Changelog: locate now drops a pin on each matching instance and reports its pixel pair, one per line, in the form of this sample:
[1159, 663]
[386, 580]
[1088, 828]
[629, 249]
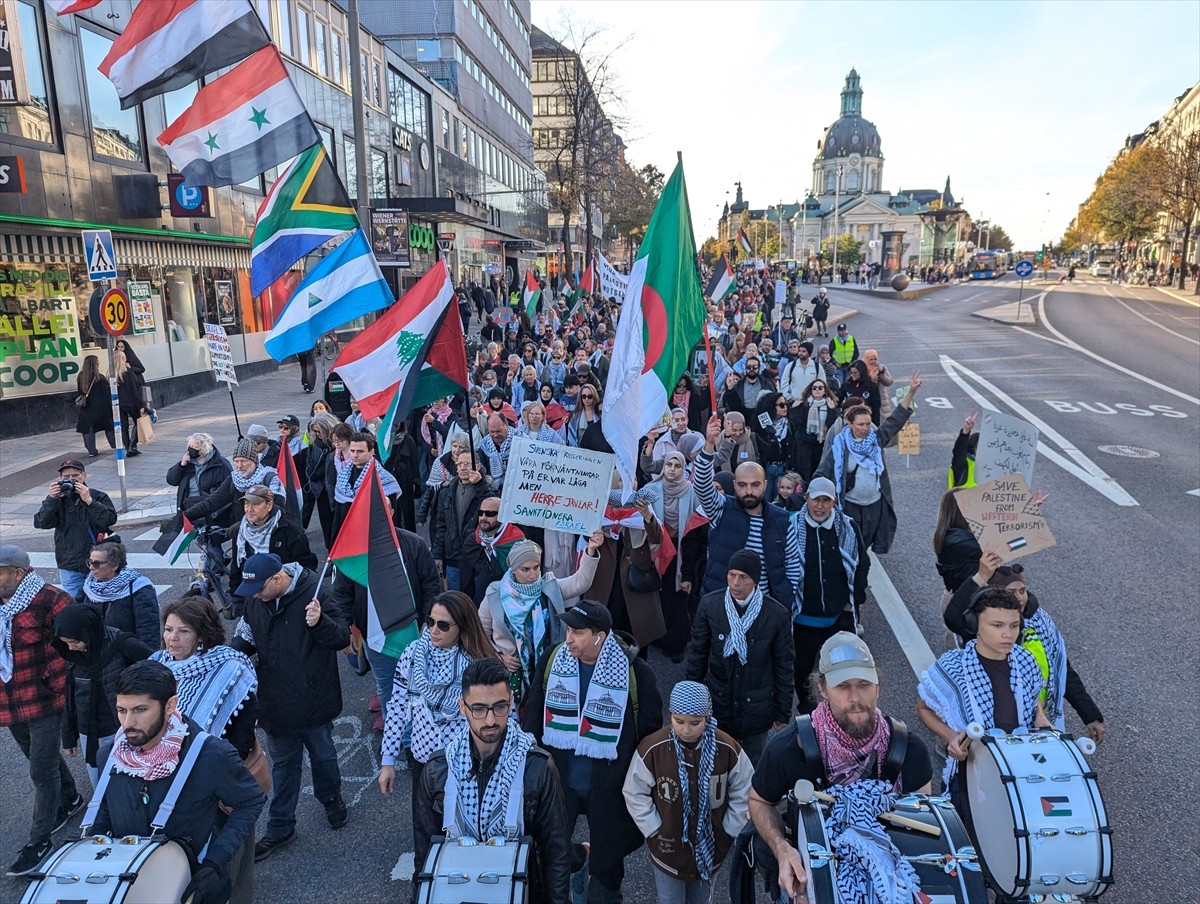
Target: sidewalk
[29, 464]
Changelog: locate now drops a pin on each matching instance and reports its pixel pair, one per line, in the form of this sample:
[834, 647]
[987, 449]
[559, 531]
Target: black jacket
[211, 474]
[217, 777]
[76, 526]
[747, 699]
[298, 682]
[545, 821]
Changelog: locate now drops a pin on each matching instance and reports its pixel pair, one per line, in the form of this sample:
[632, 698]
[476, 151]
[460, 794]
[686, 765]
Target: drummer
[993, 682]
[851, 738]
[154, 738]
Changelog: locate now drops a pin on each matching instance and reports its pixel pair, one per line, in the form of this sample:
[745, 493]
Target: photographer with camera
[78, 515]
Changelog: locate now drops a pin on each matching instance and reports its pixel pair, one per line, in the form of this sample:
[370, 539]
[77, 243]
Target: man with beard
[745, 522]
[844, 741]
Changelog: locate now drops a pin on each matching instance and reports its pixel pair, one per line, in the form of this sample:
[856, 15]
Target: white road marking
[405, 867]
[1152, 323]
[912, 641]
[1075, 347]
[1085, 468]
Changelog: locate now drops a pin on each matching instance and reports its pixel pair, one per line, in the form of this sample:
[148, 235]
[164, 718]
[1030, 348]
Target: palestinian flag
[531, 294]
[306, 207]
[723, 282]
[177, 537]
[367, 551]
[660, 322]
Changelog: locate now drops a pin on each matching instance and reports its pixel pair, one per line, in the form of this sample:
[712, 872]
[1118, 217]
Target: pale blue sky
[1023, 105]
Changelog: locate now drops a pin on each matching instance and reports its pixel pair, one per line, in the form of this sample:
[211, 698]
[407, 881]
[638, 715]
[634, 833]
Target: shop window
[115, 133]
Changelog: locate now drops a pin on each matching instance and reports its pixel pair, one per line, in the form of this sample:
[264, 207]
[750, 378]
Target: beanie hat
[690, 698]
[742, 561]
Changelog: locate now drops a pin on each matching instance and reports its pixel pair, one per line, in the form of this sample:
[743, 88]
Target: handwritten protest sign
[220, 353]
[1007, 445]
[1002, 516]
[556, 486]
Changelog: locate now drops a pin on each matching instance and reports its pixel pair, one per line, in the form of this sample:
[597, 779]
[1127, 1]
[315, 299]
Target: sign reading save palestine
[660, 322]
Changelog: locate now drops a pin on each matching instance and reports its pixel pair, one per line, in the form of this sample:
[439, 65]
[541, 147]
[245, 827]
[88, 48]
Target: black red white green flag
[367, 551]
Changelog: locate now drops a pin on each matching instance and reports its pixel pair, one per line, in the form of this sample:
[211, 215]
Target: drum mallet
[805, 791]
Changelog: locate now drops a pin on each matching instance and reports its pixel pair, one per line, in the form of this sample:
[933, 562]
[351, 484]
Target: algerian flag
[660, 321]
[531, 294]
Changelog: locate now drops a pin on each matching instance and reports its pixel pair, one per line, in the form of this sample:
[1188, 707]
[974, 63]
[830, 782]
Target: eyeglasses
[480, 711]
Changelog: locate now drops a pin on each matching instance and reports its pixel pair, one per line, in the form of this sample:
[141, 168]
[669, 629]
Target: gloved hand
[208, 886]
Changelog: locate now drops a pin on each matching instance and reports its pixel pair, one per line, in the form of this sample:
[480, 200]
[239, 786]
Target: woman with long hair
[95, 409]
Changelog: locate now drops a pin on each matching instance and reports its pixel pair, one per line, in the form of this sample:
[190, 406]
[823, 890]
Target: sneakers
[29, 857]
[67, 810]
[336, 813]
[267, 846]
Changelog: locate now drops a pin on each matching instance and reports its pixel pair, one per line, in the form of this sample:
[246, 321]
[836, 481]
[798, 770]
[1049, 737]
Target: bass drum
[946, 866]
[467, 872]
[1038, 815]
[123, 870]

┄┄┄┄┄┄

Work required:
Recast all of the material above as a JSON list of strings, one string per line, leaving out blank lines and the pictures.

Output for this exercise:
[
  "Changelog: locate now drops a pin on each matching instance and reports its pixel pair, one per line, in the form of this sample:",
  "[1159, 663]",
  "[386, 580]",
  "[1088, 828]",
  "[629, 249]",
  "Target: sidewalk",
  "[29, 464]",
  "Changelog: locate now drops a pin on each matching instance and reports its pixel pair, one per line, in the form of this sample:",
  "[834, 647]",
  "[987, 449]",
  "[559, 531]",
  "Target: black jacket",
  "[211, 474]",
  "[217, 777]",
  "[76, 526]",
  "[747, 699]",
  "[298, 682]",
  "[545, 821]",
  "Changelog: locate now drops a pin on each matching instance and reports its pixel pair, one per line, in the form of this sample:",
  "[632, 698]",
  "[476, 151]",
  "[460, 794]",
  "[686, 765]",
  "Target: drummer",
  "[993, 682]",
  "[851, 738]",
  "[154, 738]",
  "Changelog: locate now drops a pin on each matching instance and reports its pixel pair, one per line, in the form of this sample:",
  "[745, 493]",
  "Target: photographer with camera",
  "[78, 515]",
  "Changelog: locate now drops a pin on each matching instance and reports its pixel pair, one per line, in the form of this sample:",
  "[370, 539]",
  "[77, 243]",
  "Target: man with beard",
  "[745, 522]",
  "[844, 741]",
  "Changelog: locate now drops a pin on each matching instance and reports its pixel pair, one per line, in the form of this sample:",
  "[856, 15]",
  "Target: white road marking",
  "[405, 867]",
  "[1152, 323]",
  "[912, 641]",
  "[1075, 347]",
  "[1085, 468]",
  "Changelog: locate now drops a pin on each matching instance and reports its pixel pair, one per line, in the form of this sample:",
  "[148, 235]",
  "[164, 718]",
  "[1030, 348]",
  "Target: palestinian flag",
  "[531, 294]",
  "[306, 207]",
  "[723, 282]",
  "[177, 537]",
  "[367, 551]",
  "[660, 322]",
  "Changelog: locate now drops a pin on each matching instance and reports its pixel pair, one per line, in the form of this sample:",
  "[712, 872]",
  "[1118, 217]",
  "Target: pale blue sky",
  "[1023, 105]",
  "Changelog: locate now drops a pin on each matching instance and reports its pixel pair, one per line, in the form of this sample:",
  "[211, 698]",
  "[407, 881]",
  "[638, 715]",
  "[634, 833]",
  "Target: shop window",
  "[115, 133]",
  "Changelog: locate now drops a pin on each matching instance and reports its pixel pair, one per line, in the form of this sample:",
  "[264, 207]",
  "[750, 378]",
  "Target: beanie hat",
  "[690, 698]",
  "[742, 561]",
  "Changelog: locate now drops a pin on each matching instance and reports its pixel pair, one per line, in the form of this sample:",
  "[743, 88]",
  "Target: handwritten protest sign",
  "[220, 353]",
  "[1007, 445]",
  "[1002, 516]",
  "[556, 486]",
  "Changelog: locate now drops a pin on each matching instance and reports its pixel pair, one per line, in the form of this sample:",
  "[597, 779]",
  "[1127, 1]",
  "[315, 299]",
  "Target: sign reading save palestine",
  "[660, 322]",
  "Changelog: locate now drops a pin on each matching instance and reports its pixel pair, one per line, in the form of this sample:",
  "[439, 65]",
  "[541, 147]",
  "[245, 827]",
  "[88, 48]",
  "Target: black red white green flag",
  "[367, 551]",
  "Changelog: locate now drops a pin on each matching instance and reports its pixel pair, one per line, in the form of this sample:",
  "[211, 215]",
  "Target: drum mallet",
  "[805, 791]",
  "Changelog: locate now drops a pin on each matching instance and reports its pixel pair, one per line, in the form of this sample:",
  "[933, 562]",
  "[351, 484]",
  "Target: algerian flag",
  "[660, 321]",
  "[531, 294]",
  "Changelog: locate now drops a pin on each matching instance and reports its pixel pair, one per line, in the form of this sample:",
  "[1188, 707]",
  "[974, 63]",
  "[830, 782]",
  "Target: eyeglasses",
  "[480, 711]",
  "Changelog: locate now drops a pin on each matching instance and reports its pixel pair, one per line, in the form of this sample:",
  "[141, 168]",
  "[669, 629]",
  "Target: gloved hand",
  "[208, 886]",
  "Changelog: locate now drops a pin on each matching instance and reports its pixel pair, one per line, in the form of this sample:",
  "[480, 200]",
  "[239, 786]",
  "Target: woman with long hair",
  "[95, 409]",
  "Changelog: locate now drops a pin on each matching instance and reports its pixel pair, one per line, in the form of this sample:",
  "[190, 406]",
  "[823, 890]",
  "Target: sneakers",
  "[29, 857]",
  "[67, 810]",
  "[336, 813]",
  "[267, 846]",
  "Changelog: locate now drops a pin on each matching instance and reports its pixel pair, one per line, in the form of this sample:",
  "[246, 321]",
  "[836, 481]",
  "[798, 770]",
  "[1049, 737]",
  "Target: bass drum",
  "[946, 866]",
  "[467, 872]",
  "[1038, 815]",
  "[123, 870]"
]